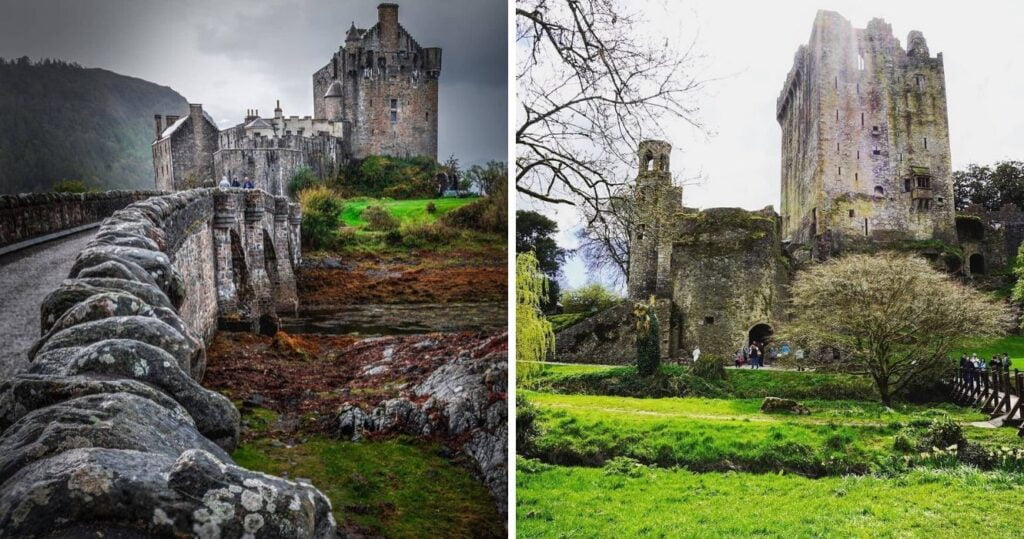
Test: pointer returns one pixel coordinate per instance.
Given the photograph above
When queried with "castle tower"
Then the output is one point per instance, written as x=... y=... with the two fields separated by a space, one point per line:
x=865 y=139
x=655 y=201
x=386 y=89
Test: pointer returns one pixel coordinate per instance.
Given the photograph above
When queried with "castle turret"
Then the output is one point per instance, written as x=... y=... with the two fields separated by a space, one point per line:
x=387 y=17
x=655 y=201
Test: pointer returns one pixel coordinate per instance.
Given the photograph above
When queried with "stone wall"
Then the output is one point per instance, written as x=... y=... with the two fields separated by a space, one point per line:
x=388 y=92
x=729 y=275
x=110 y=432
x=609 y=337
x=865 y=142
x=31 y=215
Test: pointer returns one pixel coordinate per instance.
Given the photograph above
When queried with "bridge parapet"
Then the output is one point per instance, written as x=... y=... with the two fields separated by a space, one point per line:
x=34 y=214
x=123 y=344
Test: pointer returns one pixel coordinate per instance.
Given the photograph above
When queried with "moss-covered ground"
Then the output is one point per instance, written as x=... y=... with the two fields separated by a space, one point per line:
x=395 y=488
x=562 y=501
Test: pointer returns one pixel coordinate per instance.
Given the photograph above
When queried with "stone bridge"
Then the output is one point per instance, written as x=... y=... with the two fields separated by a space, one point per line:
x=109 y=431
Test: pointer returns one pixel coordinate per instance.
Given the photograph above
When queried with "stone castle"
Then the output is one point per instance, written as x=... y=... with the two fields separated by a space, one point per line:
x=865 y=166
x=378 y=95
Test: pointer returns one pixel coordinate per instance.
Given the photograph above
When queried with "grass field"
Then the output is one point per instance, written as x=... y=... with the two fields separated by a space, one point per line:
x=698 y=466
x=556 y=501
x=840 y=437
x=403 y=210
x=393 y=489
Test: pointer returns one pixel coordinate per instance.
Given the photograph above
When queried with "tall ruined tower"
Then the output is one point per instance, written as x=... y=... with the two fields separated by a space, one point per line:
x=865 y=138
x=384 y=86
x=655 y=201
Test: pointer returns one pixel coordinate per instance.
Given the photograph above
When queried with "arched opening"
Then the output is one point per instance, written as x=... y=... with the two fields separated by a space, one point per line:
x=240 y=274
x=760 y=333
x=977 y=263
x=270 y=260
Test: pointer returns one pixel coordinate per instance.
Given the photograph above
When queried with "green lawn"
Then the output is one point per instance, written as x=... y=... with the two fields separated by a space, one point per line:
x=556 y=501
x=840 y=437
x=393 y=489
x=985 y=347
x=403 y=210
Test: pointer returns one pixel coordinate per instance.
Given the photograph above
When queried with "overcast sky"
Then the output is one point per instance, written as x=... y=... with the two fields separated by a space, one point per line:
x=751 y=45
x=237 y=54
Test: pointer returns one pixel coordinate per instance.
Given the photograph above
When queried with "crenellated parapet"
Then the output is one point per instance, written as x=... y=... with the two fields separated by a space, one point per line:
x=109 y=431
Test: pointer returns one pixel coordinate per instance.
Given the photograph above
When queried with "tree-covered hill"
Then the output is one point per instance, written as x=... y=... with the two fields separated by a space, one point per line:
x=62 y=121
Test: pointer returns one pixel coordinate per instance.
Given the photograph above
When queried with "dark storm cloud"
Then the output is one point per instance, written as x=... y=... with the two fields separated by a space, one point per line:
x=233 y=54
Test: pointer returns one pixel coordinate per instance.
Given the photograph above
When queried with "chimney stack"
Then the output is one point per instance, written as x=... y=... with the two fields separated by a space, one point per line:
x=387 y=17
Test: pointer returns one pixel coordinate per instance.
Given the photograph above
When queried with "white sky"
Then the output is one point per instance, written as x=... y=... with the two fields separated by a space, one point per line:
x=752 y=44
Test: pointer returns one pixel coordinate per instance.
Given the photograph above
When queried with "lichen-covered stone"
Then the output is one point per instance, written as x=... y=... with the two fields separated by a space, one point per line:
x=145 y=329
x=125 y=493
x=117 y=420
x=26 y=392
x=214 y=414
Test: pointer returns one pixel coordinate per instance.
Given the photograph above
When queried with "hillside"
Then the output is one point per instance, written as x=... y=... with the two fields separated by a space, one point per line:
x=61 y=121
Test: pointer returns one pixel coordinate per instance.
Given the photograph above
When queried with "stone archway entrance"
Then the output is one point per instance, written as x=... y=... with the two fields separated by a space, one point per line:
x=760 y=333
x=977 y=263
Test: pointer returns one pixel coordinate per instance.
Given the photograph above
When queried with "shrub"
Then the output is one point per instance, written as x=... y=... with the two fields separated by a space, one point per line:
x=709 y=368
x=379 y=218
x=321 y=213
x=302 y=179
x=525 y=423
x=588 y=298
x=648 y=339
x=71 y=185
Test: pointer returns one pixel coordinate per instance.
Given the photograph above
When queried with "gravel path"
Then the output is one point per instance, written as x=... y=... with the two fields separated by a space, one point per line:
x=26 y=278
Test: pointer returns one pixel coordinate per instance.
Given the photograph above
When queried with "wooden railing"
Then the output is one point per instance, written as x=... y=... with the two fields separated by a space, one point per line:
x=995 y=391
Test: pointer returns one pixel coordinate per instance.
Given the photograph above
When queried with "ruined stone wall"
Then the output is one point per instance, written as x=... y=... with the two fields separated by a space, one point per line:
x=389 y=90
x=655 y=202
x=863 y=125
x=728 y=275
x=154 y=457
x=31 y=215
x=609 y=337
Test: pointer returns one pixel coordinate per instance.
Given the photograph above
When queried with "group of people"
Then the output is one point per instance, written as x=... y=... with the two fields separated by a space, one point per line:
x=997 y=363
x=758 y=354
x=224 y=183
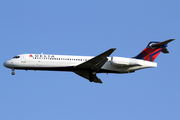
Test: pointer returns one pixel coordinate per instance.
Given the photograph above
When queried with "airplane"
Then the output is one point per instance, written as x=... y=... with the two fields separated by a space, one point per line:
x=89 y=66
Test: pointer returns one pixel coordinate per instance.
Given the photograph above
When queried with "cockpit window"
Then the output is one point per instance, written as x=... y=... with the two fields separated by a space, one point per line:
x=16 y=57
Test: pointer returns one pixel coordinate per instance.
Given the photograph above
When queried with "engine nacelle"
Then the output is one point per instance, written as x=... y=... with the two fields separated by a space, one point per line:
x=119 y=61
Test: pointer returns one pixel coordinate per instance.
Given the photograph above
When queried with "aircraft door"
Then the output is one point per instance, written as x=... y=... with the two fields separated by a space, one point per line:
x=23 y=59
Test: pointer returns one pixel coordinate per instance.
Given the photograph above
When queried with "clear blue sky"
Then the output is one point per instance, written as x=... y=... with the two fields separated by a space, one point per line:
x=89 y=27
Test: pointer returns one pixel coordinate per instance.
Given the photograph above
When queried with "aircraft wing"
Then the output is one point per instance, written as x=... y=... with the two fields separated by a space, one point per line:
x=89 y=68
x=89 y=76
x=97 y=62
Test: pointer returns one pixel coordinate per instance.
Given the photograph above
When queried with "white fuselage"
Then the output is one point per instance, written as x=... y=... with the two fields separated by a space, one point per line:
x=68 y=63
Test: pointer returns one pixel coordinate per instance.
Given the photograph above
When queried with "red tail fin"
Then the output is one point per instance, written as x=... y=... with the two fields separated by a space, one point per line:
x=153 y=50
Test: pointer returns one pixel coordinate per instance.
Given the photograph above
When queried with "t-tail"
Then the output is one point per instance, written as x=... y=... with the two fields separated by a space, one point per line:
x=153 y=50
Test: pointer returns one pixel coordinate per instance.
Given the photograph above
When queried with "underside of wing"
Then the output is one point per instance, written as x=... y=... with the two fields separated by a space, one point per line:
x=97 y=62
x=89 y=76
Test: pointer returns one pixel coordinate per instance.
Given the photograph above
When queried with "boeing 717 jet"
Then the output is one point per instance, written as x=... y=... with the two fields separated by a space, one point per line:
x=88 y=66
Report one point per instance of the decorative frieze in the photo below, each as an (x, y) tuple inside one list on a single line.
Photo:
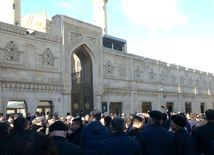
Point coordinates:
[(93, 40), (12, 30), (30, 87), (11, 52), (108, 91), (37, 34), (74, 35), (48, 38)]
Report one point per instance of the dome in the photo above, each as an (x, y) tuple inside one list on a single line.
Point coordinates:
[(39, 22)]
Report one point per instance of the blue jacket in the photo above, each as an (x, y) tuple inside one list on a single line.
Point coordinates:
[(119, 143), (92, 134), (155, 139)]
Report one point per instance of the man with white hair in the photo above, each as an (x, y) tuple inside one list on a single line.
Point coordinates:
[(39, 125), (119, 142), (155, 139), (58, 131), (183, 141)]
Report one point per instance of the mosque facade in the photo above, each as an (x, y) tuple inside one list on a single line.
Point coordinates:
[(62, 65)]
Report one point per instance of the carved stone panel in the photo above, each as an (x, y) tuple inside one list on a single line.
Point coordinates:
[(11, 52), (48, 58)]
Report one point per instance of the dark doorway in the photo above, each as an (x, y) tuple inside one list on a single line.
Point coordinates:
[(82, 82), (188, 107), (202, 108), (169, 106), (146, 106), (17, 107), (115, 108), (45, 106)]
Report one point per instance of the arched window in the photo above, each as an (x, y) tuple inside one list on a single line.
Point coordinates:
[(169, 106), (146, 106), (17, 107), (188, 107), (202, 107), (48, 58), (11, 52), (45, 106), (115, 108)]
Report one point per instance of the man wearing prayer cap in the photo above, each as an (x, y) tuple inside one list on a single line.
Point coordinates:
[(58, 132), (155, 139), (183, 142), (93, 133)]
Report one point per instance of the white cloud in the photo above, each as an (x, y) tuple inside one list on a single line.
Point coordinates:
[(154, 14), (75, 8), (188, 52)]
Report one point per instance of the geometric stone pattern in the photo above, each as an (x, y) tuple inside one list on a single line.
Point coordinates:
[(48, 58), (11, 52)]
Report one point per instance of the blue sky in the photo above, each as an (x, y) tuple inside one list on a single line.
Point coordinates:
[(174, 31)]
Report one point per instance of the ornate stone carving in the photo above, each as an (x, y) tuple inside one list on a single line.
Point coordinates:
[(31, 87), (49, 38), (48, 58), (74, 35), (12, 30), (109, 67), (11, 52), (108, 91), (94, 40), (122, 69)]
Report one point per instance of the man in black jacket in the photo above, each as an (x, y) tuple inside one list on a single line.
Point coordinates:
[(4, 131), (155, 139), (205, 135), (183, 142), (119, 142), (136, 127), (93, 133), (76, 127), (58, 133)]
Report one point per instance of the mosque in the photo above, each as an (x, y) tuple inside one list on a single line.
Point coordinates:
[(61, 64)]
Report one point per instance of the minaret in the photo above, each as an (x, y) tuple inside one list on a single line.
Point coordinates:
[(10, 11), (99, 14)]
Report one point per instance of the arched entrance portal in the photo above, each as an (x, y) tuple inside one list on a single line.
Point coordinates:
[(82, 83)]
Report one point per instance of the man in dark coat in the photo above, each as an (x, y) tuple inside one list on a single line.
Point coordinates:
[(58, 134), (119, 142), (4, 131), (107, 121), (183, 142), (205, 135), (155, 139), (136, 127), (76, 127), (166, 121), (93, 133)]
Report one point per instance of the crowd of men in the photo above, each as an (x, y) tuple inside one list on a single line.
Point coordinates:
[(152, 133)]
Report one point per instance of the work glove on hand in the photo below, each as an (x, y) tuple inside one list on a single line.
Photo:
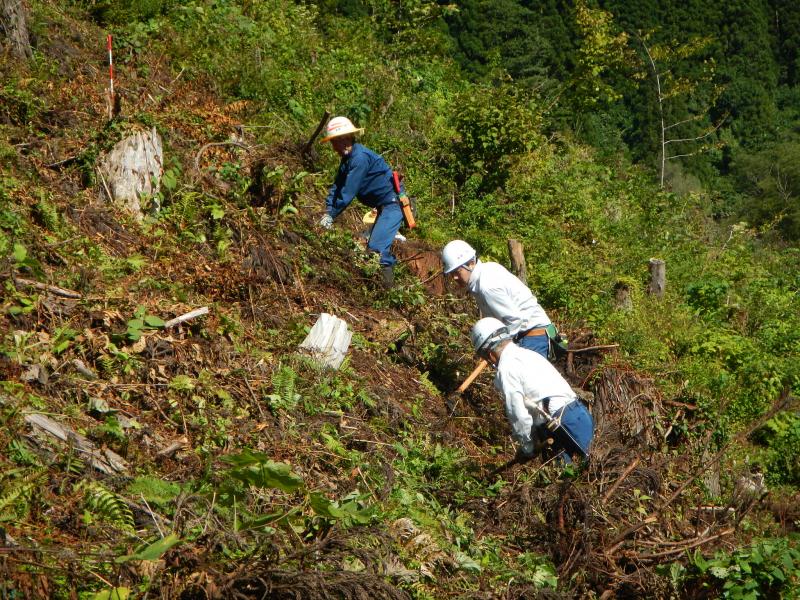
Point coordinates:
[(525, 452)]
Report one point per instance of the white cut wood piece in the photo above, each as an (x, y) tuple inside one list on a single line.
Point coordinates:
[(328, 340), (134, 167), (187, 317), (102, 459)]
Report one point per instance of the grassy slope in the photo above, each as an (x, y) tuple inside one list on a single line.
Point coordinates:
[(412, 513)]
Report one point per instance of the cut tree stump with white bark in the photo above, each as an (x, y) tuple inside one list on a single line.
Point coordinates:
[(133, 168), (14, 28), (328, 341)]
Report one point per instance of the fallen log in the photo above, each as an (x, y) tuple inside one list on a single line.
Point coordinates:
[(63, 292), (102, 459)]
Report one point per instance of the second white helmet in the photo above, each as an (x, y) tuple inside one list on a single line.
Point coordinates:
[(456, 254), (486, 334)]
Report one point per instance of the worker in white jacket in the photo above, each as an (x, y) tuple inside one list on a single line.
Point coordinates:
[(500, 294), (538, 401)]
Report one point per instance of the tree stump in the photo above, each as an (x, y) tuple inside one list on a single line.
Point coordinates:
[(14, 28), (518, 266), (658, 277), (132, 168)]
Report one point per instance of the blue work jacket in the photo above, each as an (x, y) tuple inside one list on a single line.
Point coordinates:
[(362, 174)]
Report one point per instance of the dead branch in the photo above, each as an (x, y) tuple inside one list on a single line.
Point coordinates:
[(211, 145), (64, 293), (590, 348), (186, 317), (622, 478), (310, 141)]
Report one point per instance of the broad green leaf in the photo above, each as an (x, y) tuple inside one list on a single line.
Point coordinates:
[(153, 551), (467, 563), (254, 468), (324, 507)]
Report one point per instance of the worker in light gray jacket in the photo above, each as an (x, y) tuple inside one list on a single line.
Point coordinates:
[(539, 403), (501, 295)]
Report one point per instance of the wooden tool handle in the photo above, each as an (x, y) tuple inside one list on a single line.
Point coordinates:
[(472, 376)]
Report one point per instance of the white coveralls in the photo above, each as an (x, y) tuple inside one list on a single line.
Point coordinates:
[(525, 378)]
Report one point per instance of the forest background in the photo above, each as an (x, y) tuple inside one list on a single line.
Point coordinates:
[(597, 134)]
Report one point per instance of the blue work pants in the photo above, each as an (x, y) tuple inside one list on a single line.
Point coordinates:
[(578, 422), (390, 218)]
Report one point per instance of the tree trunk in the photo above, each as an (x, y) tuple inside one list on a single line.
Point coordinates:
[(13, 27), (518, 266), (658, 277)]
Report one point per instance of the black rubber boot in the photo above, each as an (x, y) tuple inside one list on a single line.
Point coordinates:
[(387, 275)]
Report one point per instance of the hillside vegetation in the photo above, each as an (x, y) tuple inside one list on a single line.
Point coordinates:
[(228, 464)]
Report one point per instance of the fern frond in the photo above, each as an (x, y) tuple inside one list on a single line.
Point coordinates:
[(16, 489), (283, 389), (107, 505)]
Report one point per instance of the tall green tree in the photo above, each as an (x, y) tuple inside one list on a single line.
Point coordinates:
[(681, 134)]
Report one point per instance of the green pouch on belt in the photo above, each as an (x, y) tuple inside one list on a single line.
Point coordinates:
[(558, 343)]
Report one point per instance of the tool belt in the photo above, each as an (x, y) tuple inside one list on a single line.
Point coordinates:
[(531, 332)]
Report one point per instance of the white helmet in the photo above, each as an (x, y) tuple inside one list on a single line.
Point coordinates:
- - -
Rewrite everything from the line containing "Report one point per instance of the decorative" down to the line containing "[(11, 52), (48, 58)]", changing each "Point coordinates" to "Marked locations" and leaving all else unchanged. Omit the picture from your answer.

Report one point per instance of the decorative frieze in the photo below, each as an (x, y) tuple inside one list on a single line.
Photo:
Marked locations:
[(93, 40), (12, 30), (30, 87), (11, 52), (108, 91), (37, 34), (74, 35), (48, 38)]
Report one point per instance of the dome in the photo above, each as an (x, y) tuple inside one list on a single line.
Marked locations:
[(39, 22)]
Report one point per instance of the blue jacket in the photo above, each as an (x, y) tuple inside one list on a single line.
Marked locations:
[(119, 143), (92, 134), (155, 139)]
Report one point per instance of the man with white hair in the photo above, each as an (x, y) tuple inside one list on a single line.
Marked locations:
[(39, 125), (119, 142), (155, 139), (58, 131), (183, 141)]
Report one point per instance of the mosque facade in the photo above, each as an (x, y) tuple inside one list on a single line.
Marked locations:
[(62, 65)]
Report one point per instance of the carved stone panel in the photo above, each as an (x, y) tuple inside one list on a single line.
Marked locations:
[(11, 52), (48, 58)]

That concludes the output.